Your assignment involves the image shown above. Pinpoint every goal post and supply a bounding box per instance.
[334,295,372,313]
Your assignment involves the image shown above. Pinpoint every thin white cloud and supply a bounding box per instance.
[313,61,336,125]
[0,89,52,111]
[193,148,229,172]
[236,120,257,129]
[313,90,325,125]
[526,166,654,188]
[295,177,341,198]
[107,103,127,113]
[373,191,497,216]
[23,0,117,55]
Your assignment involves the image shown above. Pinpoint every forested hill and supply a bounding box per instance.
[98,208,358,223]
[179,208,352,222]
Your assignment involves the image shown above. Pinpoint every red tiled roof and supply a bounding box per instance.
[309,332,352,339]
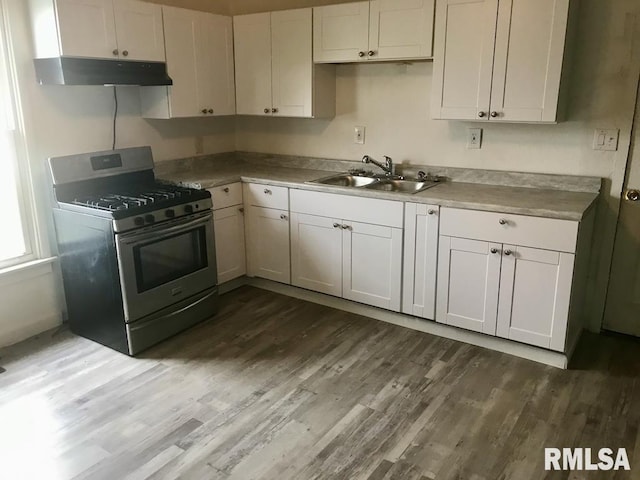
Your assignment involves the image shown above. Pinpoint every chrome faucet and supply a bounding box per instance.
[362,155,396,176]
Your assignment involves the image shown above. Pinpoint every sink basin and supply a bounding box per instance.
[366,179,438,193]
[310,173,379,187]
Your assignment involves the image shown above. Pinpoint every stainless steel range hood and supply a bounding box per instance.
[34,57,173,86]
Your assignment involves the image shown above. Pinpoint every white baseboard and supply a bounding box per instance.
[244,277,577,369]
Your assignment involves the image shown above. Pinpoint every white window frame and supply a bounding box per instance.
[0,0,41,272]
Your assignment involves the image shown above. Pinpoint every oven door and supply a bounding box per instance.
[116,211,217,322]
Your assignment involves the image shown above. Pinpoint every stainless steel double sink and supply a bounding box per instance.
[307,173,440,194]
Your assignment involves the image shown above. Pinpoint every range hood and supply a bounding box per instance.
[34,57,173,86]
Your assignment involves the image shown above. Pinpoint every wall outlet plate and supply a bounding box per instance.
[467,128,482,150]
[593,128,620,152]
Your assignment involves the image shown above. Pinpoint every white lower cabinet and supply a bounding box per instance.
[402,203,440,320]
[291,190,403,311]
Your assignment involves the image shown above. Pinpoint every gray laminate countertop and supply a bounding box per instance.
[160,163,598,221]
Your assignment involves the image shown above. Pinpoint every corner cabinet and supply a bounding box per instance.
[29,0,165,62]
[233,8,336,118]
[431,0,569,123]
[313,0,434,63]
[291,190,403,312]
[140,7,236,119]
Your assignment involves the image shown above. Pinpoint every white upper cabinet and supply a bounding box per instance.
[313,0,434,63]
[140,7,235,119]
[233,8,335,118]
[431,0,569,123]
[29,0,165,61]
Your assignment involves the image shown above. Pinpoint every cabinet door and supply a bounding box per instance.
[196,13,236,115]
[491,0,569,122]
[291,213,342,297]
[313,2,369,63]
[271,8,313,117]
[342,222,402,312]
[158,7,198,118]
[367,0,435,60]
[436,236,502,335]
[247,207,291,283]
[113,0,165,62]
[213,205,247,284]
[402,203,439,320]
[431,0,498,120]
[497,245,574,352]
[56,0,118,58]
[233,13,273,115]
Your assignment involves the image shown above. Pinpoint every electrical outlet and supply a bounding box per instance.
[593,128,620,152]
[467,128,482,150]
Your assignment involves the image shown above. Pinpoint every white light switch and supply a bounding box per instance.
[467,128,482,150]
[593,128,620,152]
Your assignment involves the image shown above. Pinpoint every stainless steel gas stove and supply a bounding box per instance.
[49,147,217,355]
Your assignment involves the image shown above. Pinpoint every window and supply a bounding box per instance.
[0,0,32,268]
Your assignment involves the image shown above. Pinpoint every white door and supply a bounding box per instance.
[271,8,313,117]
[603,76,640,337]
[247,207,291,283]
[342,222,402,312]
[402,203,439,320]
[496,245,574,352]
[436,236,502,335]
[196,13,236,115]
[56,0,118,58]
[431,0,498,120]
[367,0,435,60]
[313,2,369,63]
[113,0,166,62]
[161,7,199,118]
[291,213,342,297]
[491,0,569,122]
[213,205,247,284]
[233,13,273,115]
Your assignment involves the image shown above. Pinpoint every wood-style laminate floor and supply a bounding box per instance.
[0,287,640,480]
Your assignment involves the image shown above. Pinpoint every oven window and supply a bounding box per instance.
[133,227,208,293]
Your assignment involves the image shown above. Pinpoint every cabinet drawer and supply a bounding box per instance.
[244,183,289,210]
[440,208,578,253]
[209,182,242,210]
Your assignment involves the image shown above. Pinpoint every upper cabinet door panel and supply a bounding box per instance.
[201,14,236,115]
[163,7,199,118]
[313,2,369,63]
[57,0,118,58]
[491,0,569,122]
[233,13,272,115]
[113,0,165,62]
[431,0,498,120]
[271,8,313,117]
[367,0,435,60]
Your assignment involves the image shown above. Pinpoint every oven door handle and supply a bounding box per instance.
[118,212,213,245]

:::::

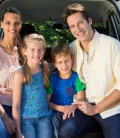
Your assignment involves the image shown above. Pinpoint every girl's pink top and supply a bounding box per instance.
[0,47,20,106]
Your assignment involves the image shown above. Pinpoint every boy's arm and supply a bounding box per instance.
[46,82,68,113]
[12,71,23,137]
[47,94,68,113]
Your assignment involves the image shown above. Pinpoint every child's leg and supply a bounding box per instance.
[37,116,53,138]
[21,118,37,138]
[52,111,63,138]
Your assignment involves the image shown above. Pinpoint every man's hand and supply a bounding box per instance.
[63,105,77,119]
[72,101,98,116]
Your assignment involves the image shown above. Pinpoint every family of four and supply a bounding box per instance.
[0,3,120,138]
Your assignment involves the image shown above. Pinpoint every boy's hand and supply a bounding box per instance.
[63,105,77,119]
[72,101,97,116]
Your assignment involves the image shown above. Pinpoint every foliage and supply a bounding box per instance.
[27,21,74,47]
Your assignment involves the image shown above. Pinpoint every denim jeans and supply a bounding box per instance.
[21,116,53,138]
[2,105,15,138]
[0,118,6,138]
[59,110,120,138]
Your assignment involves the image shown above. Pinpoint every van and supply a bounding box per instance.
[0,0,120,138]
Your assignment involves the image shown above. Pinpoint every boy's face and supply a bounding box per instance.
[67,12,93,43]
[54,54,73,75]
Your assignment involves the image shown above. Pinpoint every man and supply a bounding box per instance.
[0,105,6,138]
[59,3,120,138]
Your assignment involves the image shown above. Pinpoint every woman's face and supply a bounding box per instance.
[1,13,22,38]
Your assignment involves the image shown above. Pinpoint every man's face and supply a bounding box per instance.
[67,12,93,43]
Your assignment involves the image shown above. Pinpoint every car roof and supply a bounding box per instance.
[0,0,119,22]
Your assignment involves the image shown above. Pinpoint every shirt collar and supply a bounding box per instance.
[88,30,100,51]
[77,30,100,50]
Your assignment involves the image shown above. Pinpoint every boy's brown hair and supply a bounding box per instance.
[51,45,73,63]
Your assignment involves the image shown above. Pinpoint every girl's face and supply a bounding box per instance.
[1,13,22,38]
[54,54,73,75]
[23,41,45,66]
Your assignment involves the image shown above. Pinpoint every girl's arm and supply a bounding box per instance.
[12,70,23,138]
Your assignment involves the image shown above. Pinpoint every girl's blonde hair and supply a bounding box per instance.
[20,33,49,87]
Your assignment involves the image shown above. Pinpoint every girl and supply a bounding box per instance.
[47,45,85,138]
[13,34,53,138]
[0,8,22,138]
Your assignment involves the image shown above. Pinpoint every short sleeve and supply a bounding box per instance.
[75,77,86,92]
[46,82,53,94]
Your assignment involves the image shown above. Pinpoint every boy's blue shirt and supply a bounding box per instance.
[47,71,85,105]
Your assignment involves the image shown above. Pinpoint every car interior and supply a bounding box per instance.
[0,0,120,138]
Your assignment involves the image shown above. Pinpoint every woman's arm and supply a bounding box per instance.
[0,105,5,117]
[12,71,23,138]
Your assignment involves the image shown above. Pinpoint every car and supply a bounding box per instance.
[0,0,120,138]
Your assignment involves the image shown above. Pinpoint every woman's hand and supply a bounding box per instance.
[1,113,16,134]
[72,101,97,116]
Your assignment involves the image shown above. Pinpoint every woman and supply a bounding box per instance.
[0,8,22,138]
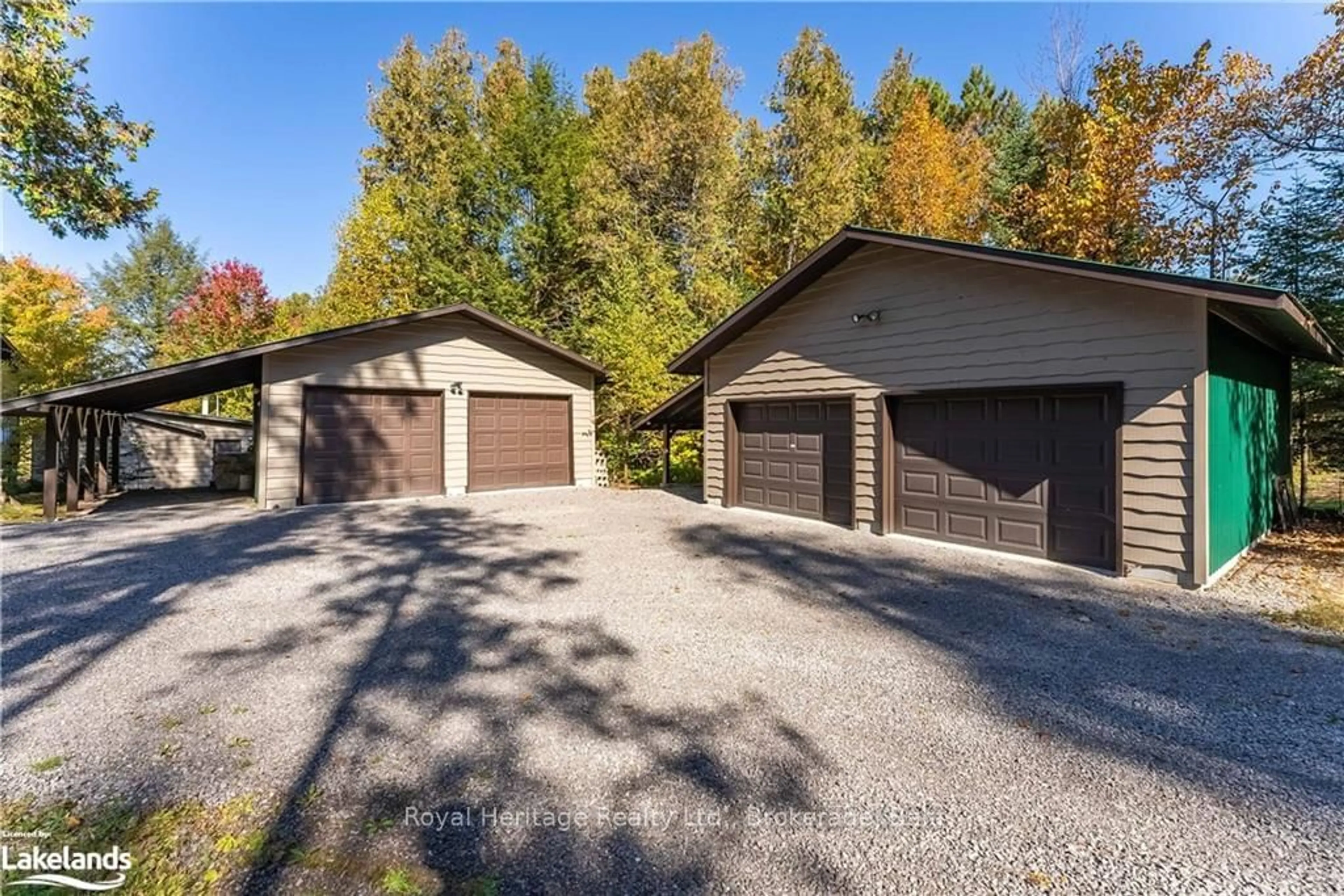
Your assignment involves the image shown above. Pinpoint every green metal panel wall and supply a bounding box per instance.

:::::

BRIEF: Retype the entries above that start at the line containing "girl and supply a bounding box per instance." and end with the line containing "[47,71,85,105]", with both of those lines included.

SOLUTION TO THIS PROBLEM:
Your assignment involves the image shown above. Pinpoint every girl and supply a bounding box per instance.
[47,45,85,138]
[13,34,53,138]
[0,8,22,138]
Your assignment involves the image shown above. Pinpoint every short sleeve and supply a bounding box per instance.
[75,77,86,92]
[46,82,53,94]
Your assignment involves the image shown above. Pinpoint every boy's blue shirt and supply a bounding box per instance.
[47,71,85,105]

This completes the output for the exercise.